** Extrait du document **

● ● ●

En parallèle à cet écrasement des taux à un niveau quasi nul, plusieurs mécanismes d’octroi de prêts illimités en faveur des banques sont reconduits. Ainsi, les crédits de type «LTRO» – que les banques ont, ­depuis deux ans, massivement investi dans les emprunts publics – seront prolongés de l’été 2014 à l’automne 2015. Un engagement qui a immédiatement permis à Rome de voir hier les taux implicites exigés sur ses emprunts à dix ans décliner de 4,2% à 4%.

La BCE se trouve dans une situation assez paradoxale.

D’un côté, comme elle prend la responsabilité de la supervision des banques, elle a intérêt à ce que l’Asset Quality Review soit faite consciencieusement et qu’il n’y ait pas de tricherie comme cela a été le cas dans les précédents et comiques stress-tests antérieurs. Mais Draghi est l’homme des pestiférés, par conséquent, il ne tient pas à mettre certains pays face à des responsabilités qu’ils ne peuvent pas assumer. Il ne tient pas à ce que la recapitalisation des banques déclenche à nouveau une crise l’an prochain. Il est tiraillé par des forces contradictoires, mais il est évident que son cœur n’est pas du côté des Allemands, mais du côté des Italiens. On a vu passer quelques mises en garde italiennes ces derniers jours sur des stress-tests qui seraient trop exigeants… Le lien entre les banques et les souverains, lien que Barnier et autres voulait rompre, n’est évidemment pas rompu. Les risques de crise sont toujours présents et les pare-feu plus symboliques que réels. Draghi  le sait et on comprend qu’il cherche à aider au maximum le window-dressing des banques.

● ● ●

** Entrées **
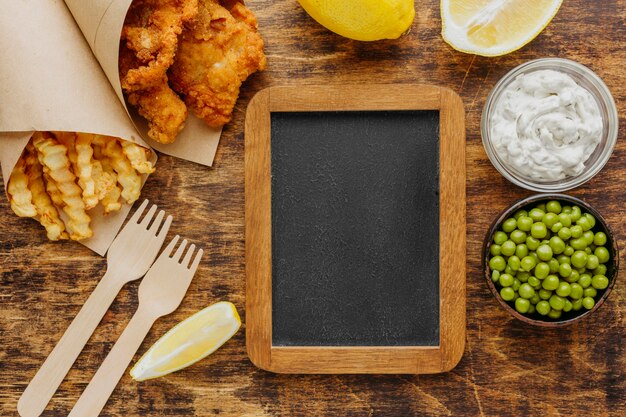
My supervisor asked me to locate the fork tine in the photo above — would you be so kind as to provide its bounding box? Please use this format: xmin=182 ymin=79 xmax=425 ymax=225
xmin=139 ymin=204 xmax=157 ymax=229
xmin=181 ymin=243 xmax=196 ymax=268
xmin=157 ymin=216 xmax=172 ymax=238
xmin=128 ymin=198 xmax=150 ymax=223
xmin=161 ymin=235 xmax=180 ymax=258
xmin=189 ymin=249 xmax=204 ymax=275
xmin=172 ymin=239 xmax=187 ymax=262
xmin=148 ymin=210 xmax=165 ymax=235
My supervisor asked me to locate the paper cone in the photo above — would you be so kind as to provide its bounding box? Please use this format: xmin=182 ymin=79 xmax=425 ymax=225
xmin=0 ymin=0 xmax=156 ymax=255
xmin=65 ymin=0 xmax=222 ymax=166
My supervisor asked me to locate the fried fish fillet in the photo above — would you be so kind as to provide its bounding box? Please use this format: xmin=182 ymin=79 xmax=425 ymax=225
xmin=119 ymin=0 xmax=198 ymax=143
xmin=168 ymin=0 xmax=266 ymax=127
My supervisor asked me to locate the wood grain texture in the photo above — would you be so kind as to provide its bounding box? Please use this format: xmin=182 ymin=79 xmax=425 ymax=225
xmin=0 ymin=0 xmax=626 ymax=417
xmin=245 ymin=84 xmax=465 ymax=374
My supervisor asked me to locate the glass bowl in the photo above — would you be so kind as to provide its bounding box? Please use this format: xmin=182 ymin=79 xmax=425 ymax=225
xmin=482 ymin=194 xmax=619 ymax=328
xmin=480 ymin=58 xmax=619 ymax=192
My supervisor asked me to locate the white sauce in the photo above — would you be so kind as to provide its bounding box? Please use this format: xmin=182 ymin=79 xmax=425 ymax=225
xmin=490 ymin=70 xmax=603 ymax=181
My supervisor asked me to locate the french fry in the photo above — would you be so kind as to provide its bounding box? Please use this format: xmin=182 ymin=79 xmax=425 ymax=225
xmin=7 ymin=156 xmax=37 ymax=217
xmin=33 ymin=132 xmax=93 ymax=240
xmin=120 ymin=140 xmax=154 ymax=174
xmin=25 ymin=143 xmax=69 ymax=240
xmin=94 ymin=135 xmax=141 ymax=204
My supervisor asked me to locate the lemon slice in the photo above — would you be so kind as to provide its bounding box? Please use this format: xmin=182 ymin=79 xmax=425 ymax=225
xmin=130 ymin=301 xmax=241 ymax=381
xmin=441 ymin=0 xmax=563 ymax=56
xmin=298 ymin=0 xmax=415 ymax=41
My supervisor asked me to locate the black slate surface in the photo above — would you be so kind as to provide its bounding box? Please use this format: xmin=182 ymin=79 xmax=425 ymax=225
xmin=271 ymin=111 xmax=439 ymax=346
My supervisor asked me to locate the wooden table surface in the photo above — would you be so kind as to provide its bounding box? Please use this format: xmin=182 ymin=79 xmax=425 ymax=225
xmin=0 ymin=0 xmax=626 ymax=416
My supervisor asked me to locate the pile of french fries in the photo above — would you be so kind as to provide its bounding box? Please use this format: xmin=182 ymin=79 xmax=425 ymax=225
xmin=7 ymin=132 xmax=154 ymax=240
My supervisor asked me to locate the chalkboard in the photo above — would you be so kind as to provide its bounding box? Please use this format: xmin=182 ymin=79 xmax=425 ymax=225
xmin=245 ymin=85 xmax=466 ymax=373
xmin=271 ymin=110 xmax=439 ymax=346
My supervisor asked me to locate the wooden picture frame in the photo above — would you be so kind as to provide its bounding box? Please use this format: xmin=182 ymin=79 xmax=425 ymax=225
xmin=245 ymin=84 xmax=466 ymax=374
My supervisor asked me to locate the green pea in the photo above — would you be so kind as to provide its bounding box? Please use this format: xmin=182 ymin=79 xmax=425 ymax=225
xmin=593 ymin=246 xmax=610 ymax=264
xmin=583 ymin=297 xmax=596 ymax=310
xmin=500 ymin=240 xmax=517 ymax=256
xmin=563 ymin=300 xmax=572 ymax=313
xmin=583 ymin=230 xmax=595 ymax=245
xmin=546 ymin=200 xmax=561 ymax=214
xmin=515 ymin=243 xmax=528 ymax=259
xmin=548 ymin=309 xmax=561 ymax=320
xmin=500 ymin=287 xmax=515 ymax=301
xmin=578 ymin=274 xmax=591 ymax=288
xmin=592 ymin=275 xmax=609 ymax=295
xmin=493 ymin=231 xmax=509 ymax=245
xmin=569 ymin=283 xmax=583 ymax=300
xmin=565 ymin=268 xmax=584 ymax=284
xmin=537 ymin=245 xmax=552 ymax=261
xmin=515 ymin=298 xmax=530 ymax=314
xmin=576 ymin=216 xmax=591 ymax=232
xmin=518 ymin=283 xmax=535 ymax=298
xmin=556 ymin=281 xmax=572 ymax=297
xmin=559 ymin=213 xmax=572 ymax=227
xmin=540 ymin=275 xmax=559 ymax=290
xmin=593 ymin=265 xmax=606 ymax=275
xmin=530 ymin=223 xmax=548 ymax=239
xmin=548 ymin=258 xmax=561 ymax=274
xmin=550 ymin=236 xmax=565 ymax=255
xmin=526 ymin=236 xmax=541 ymax=250
xmin=548 ymin=295 xmax=565 ymax=310
xmin=569 ymin=224 xmax=584 ymax=239
xmin=572 ymin=237 xmax=587 ymax=250
xmin=513 ymin=210 xmax=528 ymax=220
xmin=535 ymin=300 xmax=550 ymax=316
xmin=558 ymin=226 xmax=572 ymax=240
xmin=502 ymin=217 xmax=517 ymax=233
xmin=528 ymin=275 xmax=541 ymax=290
xmin=515 ymin=271 xmax=530 ymax=282
xmin=585 ymin=255 xmax=600 ymax=269
xmin=537 ymin=288 xmax=552 ymax=300
xmin=511 ymin=230 xmax=526 ymax=245
xmin=583 ymin=288 xmax=598 ymax=298
xmin=535 ymin=262 xmax=550 ymax=279
xmin=517 ymin=216 xmax=533 ymax=232
xmin=559 ymin=264 xmax=572 ymax=278
xmin=541 ymin=213 xmax=559 ymax=229
xmin=571 ymin=250 xmax=589 ymax=268
xmin=500 ymin=274 xmax=515 ymax=287
xmin=593 ymin=232 xmax=606 ymax=246
xmin=528 ymin=207 xmax=546 ymax=222
xmin=489 ymin=256 xmax=506 ymax=272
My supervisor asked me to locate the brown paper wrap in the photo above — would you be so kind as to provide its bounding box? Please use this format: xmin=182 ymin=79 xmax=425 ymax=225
xmin=0 ymin=0 xmax=156 ymax=255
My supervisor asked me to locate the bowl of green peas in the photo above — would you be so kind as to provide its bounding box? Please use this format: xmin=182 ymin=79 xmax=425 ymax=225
xmin=483 ymin=194 xmax=619 ymax=327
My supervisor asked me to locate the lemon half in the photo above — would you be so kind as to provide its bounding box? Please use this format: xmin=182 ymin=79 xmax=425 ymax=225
xmin=298 ymin=0 xmax=415 ymax=41
xmin=441 ymin=0 xmax=563 ymax=56
xmin=130 ymin=301 xmax=241 ymax=381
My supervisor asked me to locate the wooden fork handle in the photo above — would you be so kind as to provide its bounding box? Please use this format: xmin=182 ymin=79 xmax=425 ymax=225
xmin=68 ymin=306 xmax=156 ymax=417
xmin=17 ymin=272 xmax=123 ymax=417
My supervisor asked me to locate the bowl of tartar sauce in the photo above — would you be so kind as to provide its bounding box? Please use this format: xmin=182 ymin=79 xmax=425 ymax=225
xmin=481 ymin=58 xmax=619 ymax=192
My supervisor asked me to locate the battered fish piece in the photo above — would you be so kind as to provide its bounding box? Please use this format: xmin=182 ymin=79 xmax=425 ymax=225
xmin=168 ymin=0 xmax=266 ymax=127
xmin=119 ymin=0 xmax=198 ymax=143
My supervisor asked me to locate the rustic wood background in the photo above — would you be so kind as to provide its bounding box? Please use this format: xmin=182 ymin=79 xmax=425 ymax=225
xmin=0 ymin=0 xmax=626 ymax=416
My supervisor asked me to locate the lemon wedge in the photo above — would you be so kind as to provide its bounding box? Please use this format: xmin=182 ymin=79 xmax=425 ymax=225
xmin=130 ymin=301 xmax=241 ymax=381
xmin=298 ymin=0 xmax=415 ymax=41
xmin=441 ymin=0 xmax=563 ymax=56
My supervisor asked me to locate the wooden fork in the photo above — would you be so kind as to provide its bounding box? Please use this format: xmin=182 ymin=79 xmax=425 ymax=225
xmin=17 ymin=200 xmax=172 ymax=417
xmin=69 ymin=236 xmax=203 ymax=417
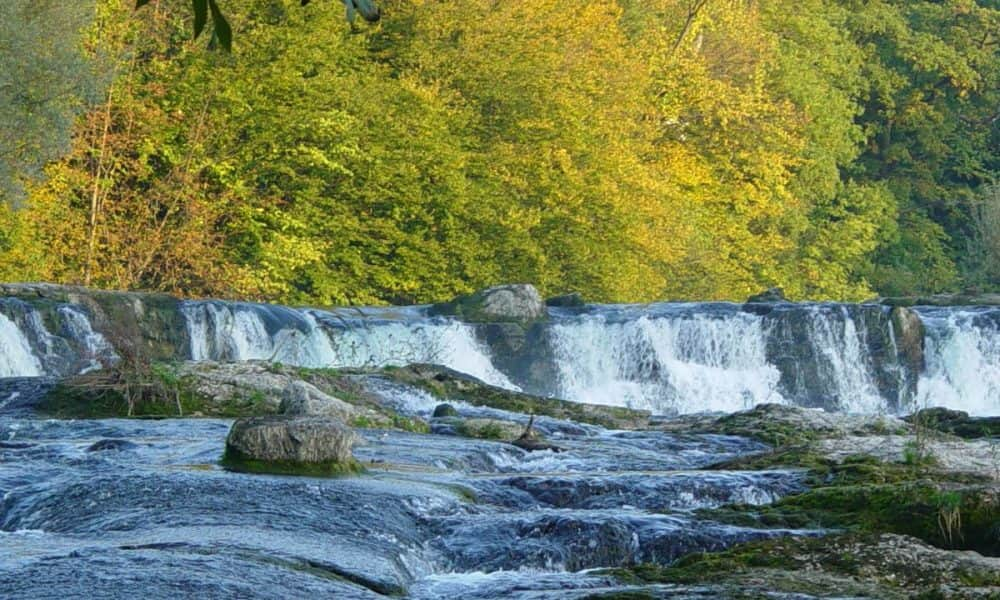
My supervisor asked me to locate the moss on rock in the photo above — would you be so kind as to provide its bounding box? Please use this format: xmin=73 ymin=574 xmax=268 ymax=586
xmin=220 ymin=448 xmax=365 ymax=477
xmin=382 ymin=365 xmax=649 ymax=429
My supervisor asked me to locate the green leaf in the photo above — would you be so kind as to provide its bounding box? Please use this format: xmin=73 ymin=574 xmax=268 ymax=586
xmin=208 ymin=0 xmax=233 ymax=52
xmin=191 ymin=0 xmax=209 ymax=39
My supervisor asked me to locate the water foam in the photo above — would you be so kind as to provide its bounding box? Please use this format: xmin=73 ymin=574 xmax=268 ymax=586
xmin=0 ymin=314 xmax=43 ymax=377
xmin=552 ymin=312 xmax=785 ymax=414
xmin=915 ymin=309 xmax=1000 ymax=415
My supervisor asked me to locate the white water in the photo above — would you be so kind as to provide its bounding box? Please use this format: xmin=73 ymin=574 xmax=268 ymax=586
xmin=183 ymin=302 xmax=515 ymax=388
xmin=552 ymin=313 xmax=785 ymax=414
xmin=807 ymin=306 xmax=891 ymax=414
xmin=915 ymin=310 xmax=1000 ymax=415
xmin=0 ymin=292 xmax=1000 ymax=415
xmin=0 ymin=315 xmax=43 ymax=377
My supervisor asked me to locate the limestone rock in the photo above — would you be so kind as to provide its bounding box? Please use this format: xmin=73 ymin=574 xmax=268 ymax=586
xmin=889 ymin=306 xmax=924 ymax=373
xmin=431 ymin=284 xmax=548 ymax=323
xmin=278 ymin=381 xmax=357 ymax=421
xmin=658 ymin=404 xmax=910 ymax=446
xmin=432 ymin=403 xmax=458 ymax=419
xmin=904 ymin=407 xmax=1000 ymax=438
xmin=454 ymin=418 xmax=523 ymax=442
xmin=223 ymin=416 xmax=358 ymax=474
xmin=747 ymin=287 xmax=788 ymax=304
xmin=545 ymin=292 xmax=586 ymax=308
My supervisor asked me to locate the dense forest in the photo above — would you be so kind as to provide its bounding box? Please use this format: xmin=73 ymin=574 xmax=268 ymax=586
xmin=0 ymin=0 xmax=1000 ymax=305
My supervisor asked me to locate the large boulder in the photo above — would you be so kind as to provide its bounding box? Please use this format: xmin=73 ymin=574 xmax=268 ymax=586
xmin=431 ymin=284 xmax=548 ymax=323
xmin=278 ymin=381 xmax=358 ymax=422
xmin=889 ymin=306 xmax=924 ymax=375
xmin=223 ymin=415 xmax=359 ymax=475
xmin=657 ymin=404 xmax=910 ymax=446
xmin=747 ymin=287 xmax=788 ymax=304
xmin=545 ymin=292 xmax=587 ymax=308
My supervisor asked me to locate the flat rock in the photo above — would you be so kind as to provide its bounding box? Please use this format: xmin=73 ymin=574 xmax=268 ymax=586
xmin=226 ymin=416 xmax=358 ymax=467
xmin=431 ymin=284 xmax=548 ymax=323
xmin=815 ymin=435 xmax=1000 ymax=481
xmin=656 ymin=404 xmax=910 ymax=445
xmin=278 ymin=381 xmax=358 ymax=422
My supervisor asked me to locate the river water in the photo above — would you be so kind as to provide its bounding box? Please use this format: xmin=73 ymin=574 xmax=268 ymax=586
xmin=0 ymin=388 xmax=808 ymax=599
xmin=0 ymin=298 xmax=1000 ymax=599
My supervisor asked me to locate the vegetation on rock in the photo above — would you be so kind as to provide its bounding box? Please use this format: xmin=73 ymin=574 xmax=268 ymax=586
xmin=0 ymin=0 xmax=1000 ymax=305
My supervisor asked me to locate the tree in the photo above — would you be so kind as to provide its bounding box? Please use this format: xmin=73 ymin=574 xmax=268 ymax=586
xmin=0 ymin=0 xmax=101 ymax=203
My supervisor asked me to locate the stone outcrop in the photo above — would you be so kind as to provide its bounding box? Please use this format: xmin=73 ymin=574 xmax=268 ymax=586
xmin=384 ymin=365 xmax=650 ymax=429
xmin=889 ymin=306 xmax=925 ymax=373
xmin=431 ymin=403 xmax=458 ymax=419
xmin=431 ymin=284 xmax=548 ymax=323
xmin=656 ymin=404 xmax=910 ymax=446
xmin=223 ymin=416 xmax=358 ymax=475
xmin=278 ymin=381 xmax=358 ymax=422
xmin=874 ymin=294 xmax=1000 ymax=306
xmin=545 ymin=292 xmax=587 ymax=308
xmin=905 ymin=407 xmax=1000 ymax=438
xmin=747 ymin=287 xmax=788 ymax=304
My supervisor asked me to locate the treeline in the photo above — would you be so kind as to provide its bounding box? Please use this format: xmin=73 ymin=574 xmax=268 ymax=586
xmin=0 ymin=0 xmax=1000 ymax=304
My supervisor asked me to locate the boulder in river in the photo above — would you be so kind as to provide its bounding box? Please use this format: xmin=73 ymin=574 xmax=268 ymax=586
xmin=278 ymin=381 xmax=358 ymax=422
xmin=513 ymin=415 xmax=563 ymax=452
xmin=545 ymin=292 xmax=587 ymax=308
xmin=222 ymin=415 xmax=360 ymax=475
xmin=433 ymin=402 xmax=458 ymax=419
xmin=431 ymin=284 xmax=548 ymax=323
xmin=747 ymin=287 xmax=788 ymax=304
xmin=889 ymin=306 xmax=924 ymax=375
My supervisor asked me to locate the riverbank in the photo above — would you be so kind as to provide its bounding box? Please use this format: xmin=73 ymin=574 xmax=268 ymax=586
xmin=0 ymin=363 xmax=1000 ymax=598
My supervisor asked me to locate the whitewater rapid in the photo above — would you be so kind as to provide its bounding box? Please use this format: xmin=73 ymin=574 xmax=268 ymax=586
xmin=0 ymin=298 xmax=1000 ymax=415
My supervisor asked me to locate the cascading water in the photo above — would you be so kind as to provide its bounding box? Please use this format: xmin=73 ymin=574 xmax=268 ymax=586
xmin=916 ymin=308 xmax=1000 ymax=415
xmin=0 ymin=298 xmax=117 ymax=377
xmin=0 ymin=290 xmax=1000 ymax=415
xmin=0 ymin=314 xmax=42 ymax=377
xmin=182 ymin=301 xmax=515 ymax=388
xmin=550 ymin=306 xmax=785 ymax=414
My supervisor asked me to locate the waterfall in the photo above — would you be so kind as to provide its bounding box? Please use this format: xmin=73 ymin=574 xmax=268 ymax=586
xmin=182 ymin=301 xmax=516 ymax=388
xmin=0 ymin=314 xmax=42 ymax=377
xmin=0 ymin=288 xmax=1000 ymax=415
xmin=551 ymin=306 xmax=785 ymax=414
xmin=799 ymin=305 xmax=892 ymax=414
xmin=916 ymin=308 xmax=1000 ymax=415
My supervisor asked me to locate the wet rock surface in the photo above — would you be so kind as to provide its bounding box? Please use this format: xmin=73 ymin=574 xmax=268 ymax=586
xmin=0 ymin=388 xmax=812 ymax=599
xmin=654 ymin=404 xmax=911 ymax=446
xmin=432 ymin=284 xmax=548 ymax=323
xmin=224 ymin=416 xmax=358 ymax=473
xmin=278 ymin=381 xmax=357 ymax=423
xmin=0 ymin=366 xmax=1000 ymax=599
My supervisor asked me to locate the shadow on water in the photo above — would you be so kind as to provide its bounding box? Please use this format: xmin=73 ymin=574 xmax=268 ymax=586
xmin=0 ymin=382 xmax=820 ymax=598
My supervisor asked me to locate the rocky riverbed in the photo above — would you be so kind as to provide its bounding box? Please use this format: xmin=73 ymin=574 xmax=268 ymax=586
xmin=0 ymin=362 xmax=1000 ymax=598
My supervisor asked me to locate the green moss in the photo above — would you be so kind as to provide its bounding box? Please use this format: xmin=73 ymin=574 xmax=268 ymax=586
xmin=220 ymin=448 xmax=365 ymax=477
xmin=583 ymin=590 xmax=657 ymax=600
xmin=700 ymin=481 xmax=1000 ymax=556
xmin=455 ymin=421 xmax=509 ymax=440
xmin=38 ymin=363 xmax=274 ymax=419
xmin=382 ymin=365 xmax=649 ymax=429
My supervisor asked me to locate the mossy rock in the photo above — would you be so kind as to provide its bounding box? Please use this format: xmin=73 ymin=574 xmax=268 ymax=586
xmin=700 ymin=481 xmax=1000 ymax=556
xmin=608 ymin=534 xmax=1000 ymax=599
xmin=381 ymin=365 xmax=650 ymax=429
xmin=219 ymin=448 xmax=365 ymax=477
xmin=446 ymin=419 xmax=524 ymax=442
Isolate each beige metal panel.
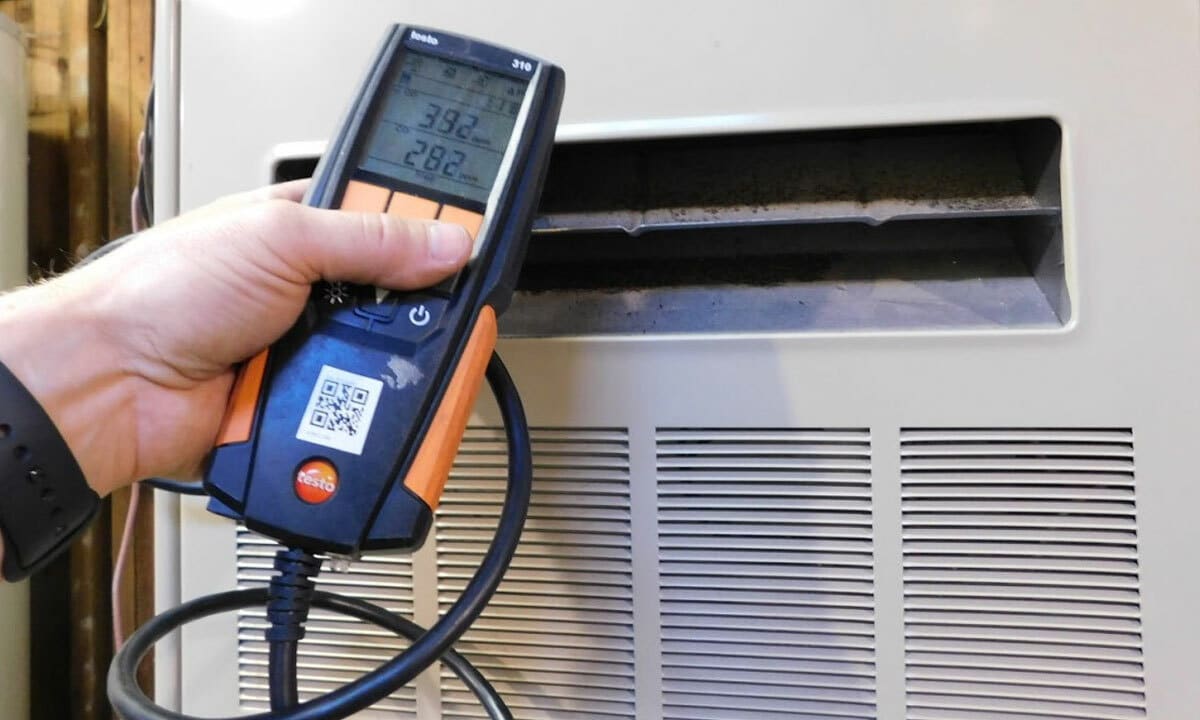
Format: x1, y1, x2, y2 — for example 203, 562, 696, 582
0, 13, 29, 720
166, 0, 1200, 719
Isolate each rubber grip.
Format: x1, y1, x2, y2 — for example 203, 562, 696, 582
404, 305, 497, 510
216, 350, 270, 448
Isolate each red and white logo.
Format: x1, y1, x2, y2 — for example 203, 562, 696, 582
295, 460, 337, 505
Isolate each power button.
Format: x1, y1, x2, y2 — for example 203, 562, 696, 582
408, 304, 433, 328
371, 295, 448, 343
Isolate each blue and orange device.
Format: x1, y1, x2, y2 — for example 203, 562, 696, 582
204, 25, 564, 557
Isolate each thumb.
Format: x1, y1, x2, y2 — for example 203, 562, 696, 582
247, 200, 472, 289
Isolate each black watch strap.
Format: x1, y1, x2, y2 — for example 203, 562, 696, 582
0, 364, 100, 582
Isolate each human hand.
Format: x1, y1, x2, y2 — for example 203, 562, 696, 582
0, 181, 470, 496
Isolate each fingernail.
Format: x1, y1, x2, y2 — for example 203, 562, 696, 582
430, 223, 470, 264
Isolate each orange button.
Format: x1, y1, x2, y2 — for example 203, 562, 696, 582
438, 205, 484, 240
295, 458, 337, 505
388, 192, 438, 220
342, 180, 391, 212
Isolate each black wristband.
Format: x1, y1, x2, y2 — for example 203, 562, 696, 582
0, 364, 100, 582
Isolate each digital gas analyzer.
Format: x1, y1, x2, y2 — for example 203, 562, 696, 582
108, 26, 564, 720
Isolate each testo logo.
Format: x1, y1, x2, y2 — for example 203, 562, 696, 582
295, 460, 337, 505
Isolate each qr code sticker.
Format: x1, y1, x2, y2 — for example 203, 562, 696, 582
296, 365, 383, 455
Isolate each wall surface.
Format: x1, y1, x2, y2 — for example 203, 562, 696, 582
0, 9, 29, 720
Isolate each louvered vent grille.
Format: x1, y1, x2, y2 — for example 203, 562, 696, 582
656, 428, 875, 720
901, 430, 1146, 720
437, 428, 634, 720
238, 528, 416, 720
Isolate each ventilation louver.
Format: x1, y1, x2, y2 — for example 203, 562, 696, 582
656, 428, 875, 720
437, 428, 634, 720
901, 430, 1146, 720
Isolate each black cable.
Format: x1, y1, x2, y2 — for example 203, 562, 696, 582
266, 640, 300, 712
142, 478, 209, 497
108, 354, 533, 720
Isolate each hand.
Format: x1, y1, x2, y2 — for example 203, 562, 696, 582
0, 182, 470, 494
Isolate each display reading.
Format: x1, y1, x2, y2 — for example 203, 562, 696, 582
359, 52, 528, 203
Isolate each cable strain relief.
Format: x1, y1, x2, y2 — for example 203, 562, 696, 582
265, 548, 320, 642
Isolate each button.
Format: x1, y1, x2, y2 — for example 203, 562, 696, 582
425, 271, 464, 298
388, 192, 438, 220
354, 288, 401, 323
371, 295, 446, 343
438, 205, 484, 240
294, 457, 337, 505
341, 180, 391, 212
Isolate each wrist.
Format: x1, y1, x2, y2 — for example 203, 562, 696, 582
0, 276, 137, 496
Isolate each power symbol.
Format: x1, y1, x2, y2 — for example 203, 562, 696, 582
408, 305, 433, 328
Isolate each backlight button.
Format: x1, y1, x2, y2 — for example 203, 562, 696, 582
438, 205, 484, 250
388, 192, 438, 220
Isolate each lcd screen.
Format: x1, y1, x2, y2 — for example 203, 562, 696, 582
359, 52, 528, 203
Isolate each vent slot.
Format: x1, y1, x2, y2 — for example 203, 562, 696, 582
437, 428, 634, 720
238, 527, 416, 720
656, 428, 875, 720
900, 428, 1146, 720
276, 119, 1072, 336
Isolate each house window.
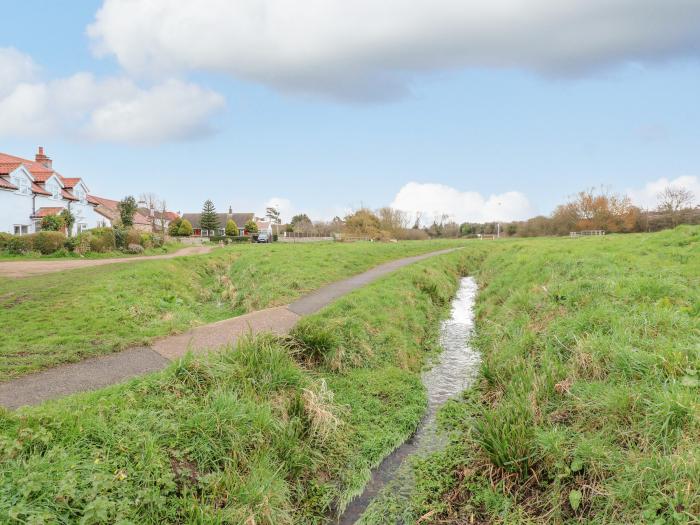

● ● ●

** Consignes **
a) Résumez en deux phrases l'extrait sur la BCE.
b) Poursuivez l'extrait sur la BCE en quelques phrases, à partir de sa dernière phrase.

** Corrigé **
a) Alors que les taux sont ramenés presque à zéro, plusieurs mécanismes de prêts illimités aux banques sont reconduits, dont les crédits LTRO prolongés jusqu'à l'automne 2015, ce qui a aussitôt fait reculer de 4,2 % à 4 % les taux à dix ans exigés de Rome. La BCE se trouve dans une situation paradoxale : chargée de superviser les banques, elle a intérêt à une Asset Quality Review rigoureuse, mais Draghi, tiraillé entre des forces contradictoires et plus proche des Italiens que des Allemands, ne veut pas qu'une recapitalisation déclenche une nouvelle crise et cherche à aider au maximum le window-dressing des banques.

b)
Nous ne sommes pas contre dans la mesure où cela peut éviter que les particuliers titulaires de dépôts soient sollicités lors des résolutions des futures crises. En effet, il faudrait un singulier culot à tous ces gens pour oser à la fois favoriser la manipulation des comptes des banques et, en même temps, dire qu’il est normal que le public ait son argent confisqué pour aider ces mêmes banques. Plus la BCE, plus les Etats périphériques, et plus la France s’enfoncent dans le mensonge financier et bancaire, moins ils ont de légitimité pour un jour ponctionner les dépôts.

L’attitude de Draghi ne fait évidemment pas l’affaire des Allemands. Le dernier rapport mensuel de la Bundesbank, comme par hasard, suggère la formation d’une bulle immobilière en Allemagne provoquée… par une politique monétaire dont le réglage est trop laxiste. C’est d’ailleurs ce rapport de la Bundesbank qui nous avait mis la puce à l’oreille et qui avait entraîné notre conviction que Draghi préparait une baisse des taux. En effet, si la Buba prenait la peine de dire que les taux étaient déjà trop bas, c’est parce qu’elle savait qu’une nouvelle baisse se préparait. Il suffit de traduire quand on a l’habitude. De fait, le réglage de la BCE est un réglage très favorable aux pestiférés et à la France, mais Draghi a toujours l’alibi d’affirmer que tout ce qu’il fait, c’est pour sauver l’euro. Et face à cette revendication-alibi,  les Allemands n’ont rien à riposter puisque, eux aussi, veulent le maintien de l’euro.

A chaque fois, c’est le même jeu. Draghi maintient des politiques ultra-accommodantes ; il promet même d’aller plus loin si nécessaire ; les Allemands poussent des cris d’orfraies et, finalement, ils baissent la tête et acceptent la décision. Ce qui compte en politique, ce n’est pas ce que les gens disent, mais les raisons objectives qui gouvernent leur comportement. Et tant que les Allemands trouveront bénéfice à maintenir des débouchés pour leurs marchandises en Europe, et bien ils seront favorables au maintien de l’euro, et par voie de conséquence, ils accepteront –tout en bougonnant- toutes les décisions de Draghi.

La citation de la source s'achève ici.